EXERCISE INSTRUCTIONS: Set down the line that contains "Rapid-fire round! Name the bounding box of the power" and every line after it to the end of the entries, exactly as they stand and nothing more.

DATA EXTRACT:
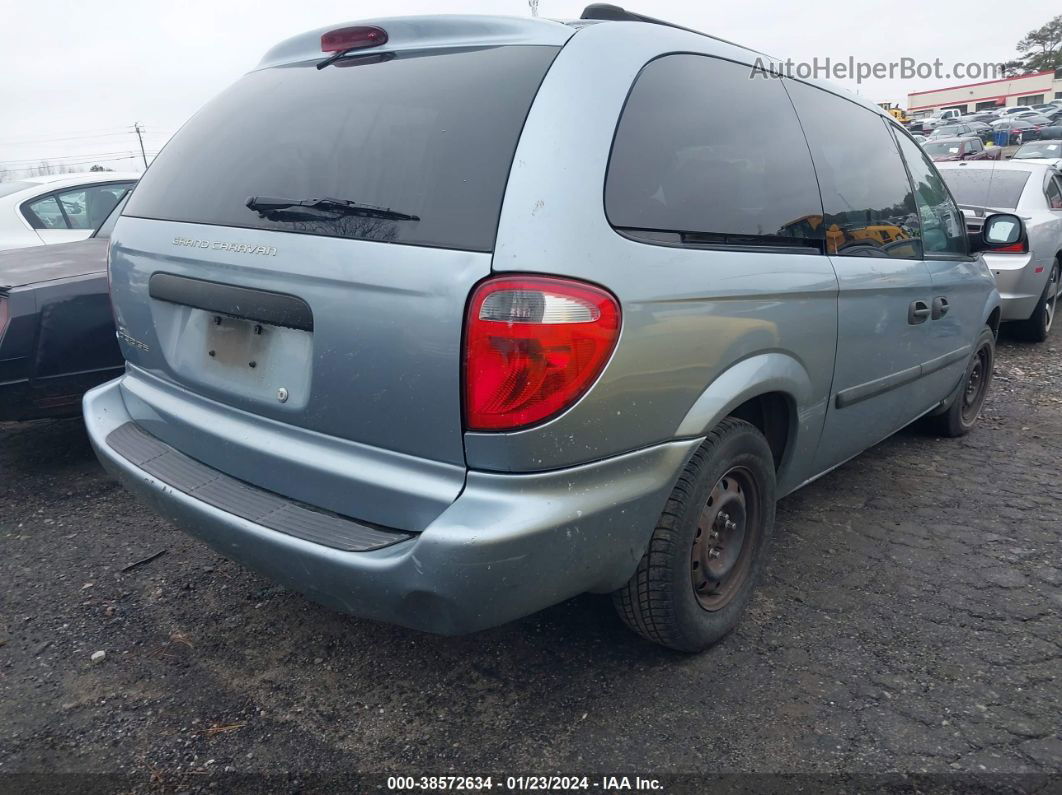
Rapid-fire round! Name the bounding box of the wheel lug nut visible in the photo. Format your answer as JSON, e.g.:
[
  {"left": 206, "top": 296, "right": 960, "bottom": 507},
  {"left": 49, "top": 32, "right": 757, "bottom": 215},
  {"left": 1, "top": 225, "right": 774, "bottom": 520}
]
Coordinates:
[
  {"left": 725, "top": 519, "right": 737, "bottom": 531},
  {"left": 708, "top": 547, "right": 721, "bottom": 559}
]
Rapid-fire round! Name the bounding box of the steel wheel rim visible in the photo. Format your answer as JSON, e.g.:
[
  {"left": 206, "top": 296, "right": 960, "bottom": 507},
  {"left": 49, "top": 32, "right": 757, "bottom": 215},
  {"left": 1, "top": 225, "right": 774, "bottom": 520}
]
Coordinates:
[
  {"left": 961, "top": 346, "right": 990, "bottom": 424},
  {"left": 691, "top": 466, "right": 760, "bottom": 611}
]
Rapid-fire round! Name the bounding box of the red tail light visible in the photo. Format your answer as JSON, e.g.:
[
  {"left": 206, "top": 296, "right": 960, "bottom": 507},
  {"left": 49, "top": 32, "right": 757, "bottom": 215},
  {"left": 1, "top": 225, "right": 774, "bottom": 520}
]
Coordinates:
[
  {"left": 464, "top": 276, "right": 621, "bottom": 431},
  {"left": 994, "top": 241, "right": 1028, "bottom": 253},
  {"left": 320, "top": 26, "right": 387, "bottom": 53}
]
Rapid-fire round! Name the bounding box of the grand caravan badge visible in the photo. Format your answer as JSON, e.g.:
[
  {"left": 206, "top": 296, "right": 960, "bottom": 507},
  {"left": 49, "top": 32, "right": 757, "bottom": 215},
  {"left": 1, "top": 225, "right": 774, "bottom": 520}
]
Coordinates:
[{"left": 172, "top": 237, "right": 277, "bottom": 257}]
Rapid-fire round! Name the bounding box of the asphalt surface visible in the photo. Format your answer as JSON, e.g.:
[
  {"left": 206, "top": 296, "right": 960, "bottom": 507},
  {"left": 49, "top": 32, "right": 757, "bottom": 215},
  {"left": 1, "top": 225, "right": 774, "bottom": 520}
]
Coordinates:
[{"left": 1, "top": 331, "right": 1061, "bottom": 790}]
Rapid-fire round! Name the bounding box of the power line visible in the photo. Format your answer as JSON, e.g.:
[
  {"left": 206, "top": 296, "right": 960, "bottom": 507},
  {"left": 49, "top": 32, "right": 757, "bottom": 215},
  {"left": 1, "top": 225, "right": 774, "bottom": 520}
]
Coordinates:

EXPECTED ANSWER:
Rapid-fire round! Name the bounding box of the power line visible in the photo. Format your answer as JSON, e.g.:
[
  {"left": 206, "top": 296, "right": 960, "bottom": 507},
  {"left": 49, "top": 32, "right": 757, "bottom": 215},
  {"left": 1, "top": 225, "right": 774, "bottom": 520}
]
Coordinates:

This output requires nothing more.